* Work required
Turn the lines from the one containing "For this exercise we mark the flower" up to and including the one containing "148), (167, 380)]" into a numbered list, omitting any blank lines.

* Items

----

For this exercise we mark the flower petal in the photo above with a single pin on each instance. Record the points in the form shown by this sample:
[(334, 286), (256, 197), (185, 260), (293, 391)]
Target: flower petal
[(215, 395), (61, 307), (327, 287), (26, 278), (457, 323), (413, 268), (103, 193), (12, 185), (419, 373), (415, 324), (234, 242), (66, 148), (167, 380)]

----

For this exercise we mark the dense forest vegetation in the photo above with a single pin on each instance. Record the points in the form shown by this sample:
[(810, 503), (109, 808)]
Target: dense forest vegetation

----

* Task result
1. For this exercise we mark the flower petal in the photo above with a single pin on each instance. Record the points in the form shown by this sample:
2. [(334, 286), (256, 197), (185, 260), (293, 391)]
3. Target: flower petal
4. [(215, 395), (61, 307), (327, 287), (26, 278), (457, 323), (413, 268), (103, 193), (12, 185), (419, 373), (415, 324), (234, 242), (66, 148), (167, 380)]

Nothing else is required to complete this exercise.